Traditionally, there are many ways to prepare Afghan chicken, but in this case, I'm making a dry chicken dish that only requires a few spices, making it simple enough for beginners who want to create something special for their family. I included green chilies to spice up the chicken, but typically, Afghan food isn't known for being too hot or spicy. This recipe can be served as a main dish or as an appetizer, giving you flexibility in how you present it.
Why Do I ❤ This Recipe
I absolutely adore this recipe because it's incredibly straightforward and perfect for a quick dinner.
I've also given it a go with boneless chicken and drumsticks. Honestly, you can't compare them since both turn out so delicious with amazing flavor.
In this recipe, the chicken is marinated with a handful of spices, chili, and yogurt, then cooked slowly in a pan before being roasted to achieve those golden chicken pieces.
I'm totally hooked for a few reasons:
- It's ideal for family dinners.
- Kids are going to love this dish.
- It requires less oil.
- And it only takes half an hour to prepare.
Ingredients & Substitutions
Chicken - 6 Leg pieces (3 to 4 ounces)
Garlic Cloves - 3
Ginger - 3x3 inches piece
Green Chilies - 2
Yoghurt - ½ Cup
Black Pepper Powder - ½ Tsp
Salt - To Taste
Turmeric - ⅓ Tsp
Fenugreek Leaves (Qasuri Methi) - 1 Tsp
Coal piece for smoky aroma
How to Make Afghani Chicken
Prepare Chicken Marinade
In a blender, combine ginger, garlic, and green chilies to create a paste. Transfer the paste to a deep bowl and incorporate yogurt, salt, black pepper, and turmeric powder. Additionally, add dried fenugreek leaves to enhance the aroma and flavor of the chicken. Stir everything thoroughly and allow the chicken to marinate for one hour.

◆ ◆ ◆ ◆

• _Given request 1_:
Please rewrite the Afghan chicken recipe from "In this recipe, the" up to and including "for family dinners.", swapping "family dinners" for "weeknight meals".
• _Given request 2_:
Turn the paragraph of the Afghan chicken recipe that begins "In a blender, combine" into a short list of its main steps.

• _Data lines_:
◆ ◆ ◆ ◆

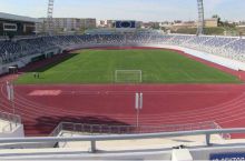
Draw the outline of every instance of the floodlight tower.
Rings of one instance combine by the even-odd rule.
[[[198,23],[197,23],[197,36],[200,36],[204,33],[204,1],[197,0],[197,7],[198,7]]]
[[[53,32],[52,12],[53,12],[55,0],[49,0],[48,12],[47,12],[47,30],[49,34]]]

◆ ◆ ◆ ◆

• _Worked solution 1_:
In this recipe, the chicken is marinated with a handful of spices, chili, and yogurt, then cooked slowly in a pan before being roasted to achieve those golden chicken pieces.
I'm totally hooked for a few reasons:
- It's ideal for weeknight meals.

• _Worked solution 2_:
- Blend ginger, garlic, and green chilies into a paste.
- Transfer the paste to a deep bowl and add yogurt, salt, black pepper, and turmeric powder.
- Add dried fenugreek leaves for aroma and flavor.
- Stir thoroughly and let the chicken marinate for one hour.